• Document text:

----------------

Melancholic and light-hearted
Autumn is a melancholic season, and Pym’s novel is melancholic in tone but also, in its way, light-hearted and light-handed. Her four characters, survivors of the unmentioned Depression and World War II, are resolute and self-contained, pensively taking each day as it comes.
Nowhere does Pym indicate that any of the four has had an easy time of life. And the sense pervades the novel that aging with its reminders of death’s approach is, for these four, another rough patch to undergo.
This, too, is an affectionate novel. There are 21st century novels that are built around people whom the author seems to despise. Not here. Pym feels for these two men and two women with all their quirks, clogs, routines and reveries.
“Did you think…?”
Consider Marcia who, with her knotty nature, is perhaps the least attractive of the four. (Again, truth be told, none of these people would be considered very attractive. Pym isn’t writing a modern romance.)
She’s had an operation, and, so, the local community organization sends “a young woman, swinging a bunch of car keys in her hand,” to check on her. Reluctantly, Marcia opens her door, and the reader experiences the visit from her point of view.
“Ah, Miss Ivory, isn’t it? I’m Janice Brabner.”
She had a rather pink, open face. Young women nowadays didn’t seem to bother much with make-up and even Marcia could see that some would have been improved by it.
“Some of us at the Centre have been worrying about the lonely ones.”
Could she really have prepared that sentence, for this is what came out. Marcia gave her no encouragement.
“I mean the people who live alone.”
“Did you think I might be found dead? Was that the idea?”
In this way, Pym pokes gentle fun at the neighborhood do-gooder. Marcia, though, the reader has figured out by now, is more barbed in her humor, a grouch with leverage.
“She had coped”
A third of the way through the novel, Letty moves from one bed-sitter — where the new owner is a joyous Nigerian pastor who holds loud services — to another in the home of a woman over 80.
It is a change in a life, like that of the other three, that is crimped and stalled by inertia.

----------------

Records from a data collection:

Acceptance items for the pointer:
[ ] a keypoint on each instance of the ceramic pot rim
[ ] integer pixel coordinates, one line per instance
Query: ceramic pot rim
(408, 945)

----------------

• Exercise tasks:
a: How would you render this sentence from the review of Pym's novel in Spanish: "Nowhere does Pym indicate that any of the four has had an easy time of life."
b: According to the review of Pym's novel:
(i) How many of the four characters are men, and how many are women?
(ii) What name does the young woman from the community organization give when Marcia opens the door?
(iii) In whose home is the bed-sitter that Letty moves into?
c: Can you proceed with the review of Pym's novel, picking up after its last sentence?

• Responses by item number:
a: En ningún momento indica Pym que alguno de los cuatro haya tenido una vida fácil.

b:
(i) Two are men and two are women.
(ii) Janice Brabner.
(iii) The home of a woman over 80.

c:
Later, as she lay in bed, unable to sleep on her first night in a strange bed that would soon become as familiar as her own body, she realized that she had taken action, she had made the move, she had coped.
Quartet in Autumn is very much about coping. It’s about coping in a messy way, the way that most of us cope with life — with indecision, with stabs in the dark and with more than a little confusion.
It is also about the thin but strong bonds that unite people in ways that aren’t always recognized, bonds of little-realized significance, bonds of what might easily — and rightly — be called love.
Halfway through the novel, the four are meeting for the first time for lunch:
Edwin, who was not particularly observant, did realize that [Marcia] was wearing an odd assortment of garments but did not think she looked much different from usual.
Norman thought, poor old girl, obviously going round the bend.
Letty, as a clothes-conscious woman, was appalled — that anyone could get to the stage of caring so little about her appearance, of not even noticing how she looked, made her profoundly uneasy and almost conscience-stricken, as if she ought to have done something…
I’m pretty sure that nowhere in Quartet in Autumn does any one of the four refer to any of the others as a friend.
Yet, in the curious alchemy of human nature, they are friends. And they do what friends do.
And they feel for each other as friends, as fellow travelers in the long haul that is called life.